- PROBLEM REQUIREMENTS
Which lines in the data below contain the word "polygon"? Return each of them.

- MATERIAL SUPPLIED
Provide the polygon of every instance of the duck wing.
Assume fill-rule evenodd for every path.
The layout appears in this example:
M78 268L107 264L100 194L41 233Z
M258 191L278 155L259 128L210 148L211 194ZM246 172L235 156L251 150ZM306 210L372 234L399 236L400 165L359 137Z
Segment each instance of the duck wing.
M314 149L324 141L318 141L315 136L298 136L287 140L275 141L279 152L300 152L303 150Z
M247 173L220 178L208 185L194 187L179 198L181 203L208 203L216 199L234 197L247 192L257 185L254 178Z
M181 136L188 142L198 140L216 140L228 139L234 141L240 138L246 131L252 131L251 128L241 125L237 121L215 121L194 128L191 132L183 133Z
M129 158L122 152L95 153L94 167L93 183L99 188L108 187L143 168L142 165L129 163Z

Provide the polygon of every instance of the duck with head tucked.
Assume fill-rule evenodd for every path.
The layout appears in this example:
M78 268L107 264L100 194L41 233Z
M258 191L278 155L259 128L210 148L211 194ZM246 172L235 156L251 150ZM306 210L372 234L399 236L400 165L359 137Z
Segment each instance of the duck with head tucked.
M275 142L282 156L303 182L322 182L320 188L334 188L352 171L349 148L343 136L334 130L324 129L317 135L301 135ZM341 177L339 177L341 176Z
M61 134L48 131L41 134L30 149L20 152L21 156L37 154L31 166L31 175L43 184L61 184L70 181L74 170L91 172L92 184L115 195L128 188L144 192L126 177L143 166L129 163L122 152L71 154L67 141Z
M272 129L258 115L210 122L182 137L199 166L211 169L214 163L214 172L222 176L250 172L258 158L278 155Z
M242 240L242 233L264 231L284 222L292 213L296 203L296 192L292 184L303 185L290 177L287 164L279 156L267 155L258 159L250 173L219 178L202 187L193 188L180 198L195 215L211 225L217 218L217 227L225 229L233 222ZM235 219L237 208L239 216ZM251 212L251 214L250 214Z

---

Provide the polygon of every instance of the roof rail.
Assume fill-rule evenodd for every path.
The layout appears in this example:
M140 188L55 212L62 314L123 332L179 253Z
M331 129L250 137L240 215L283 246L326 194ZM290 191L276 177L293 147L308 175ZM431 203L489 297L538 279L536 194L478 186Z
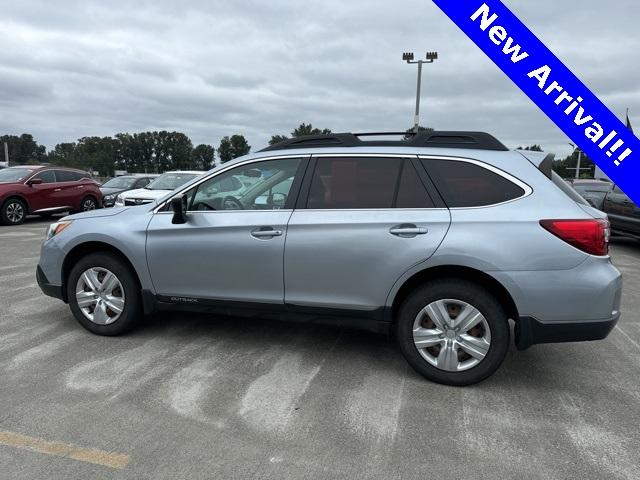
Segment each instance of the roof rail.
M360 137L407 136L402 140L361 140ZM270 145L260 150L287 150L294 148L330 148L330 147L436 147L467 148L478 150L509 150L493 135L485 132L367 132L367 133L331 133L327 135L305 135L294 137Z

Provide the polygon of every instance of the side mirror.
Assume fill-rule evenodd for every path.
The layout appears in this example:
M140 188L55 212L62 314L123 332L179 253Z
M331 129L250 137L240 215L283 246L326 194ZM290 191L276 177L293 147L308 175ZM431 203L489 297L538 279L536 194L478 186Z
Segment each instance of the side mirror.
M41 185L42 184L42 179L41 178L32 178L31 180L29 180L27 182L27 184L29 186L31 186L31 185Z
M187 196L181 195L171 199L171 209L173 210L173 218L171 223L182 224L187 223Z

- PROBLEM SOLUTION
Provide the polygon of every instance of the duck wing.
Provide the polygon of every instance of the duck with head tucked.
Provide the polygon of every instance of the roof rail.
Provide the polygon of every instance of the side mirror.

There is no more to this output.